╭─ INFORMATION SUPPLIED
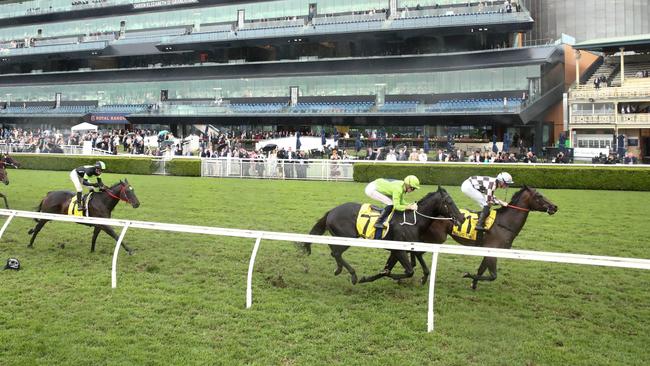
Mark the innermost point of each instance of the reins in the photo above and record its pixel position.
(108, 191)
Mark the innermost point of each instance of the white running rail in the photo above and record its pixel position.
(378, 244)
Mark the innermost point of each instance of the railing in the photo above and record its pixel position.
(312, 169)
(609, 93)
(620, 119)
(87, 46)
(435, 249)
╰─
Express every line of the records above as a JSON list of strings, one string per line, omitting blank lines and leaving the pictures out.

[
  "Mark the innermost point of each instance of the reins in the photo above and record its pixel position.",
  "(108, 191)",
  "Mark the innermost point of each instance of the white running rail in the photo above and record its pixel position.",
  "(378, 244)",
  "Mark the innermost point of each instance of the railing in the photo above and record its pixel position.",
  "(312, 169)",
  "(609, 93)",
  "(620, 119)",
  "(87, 46)",
  "(435, 249)"
]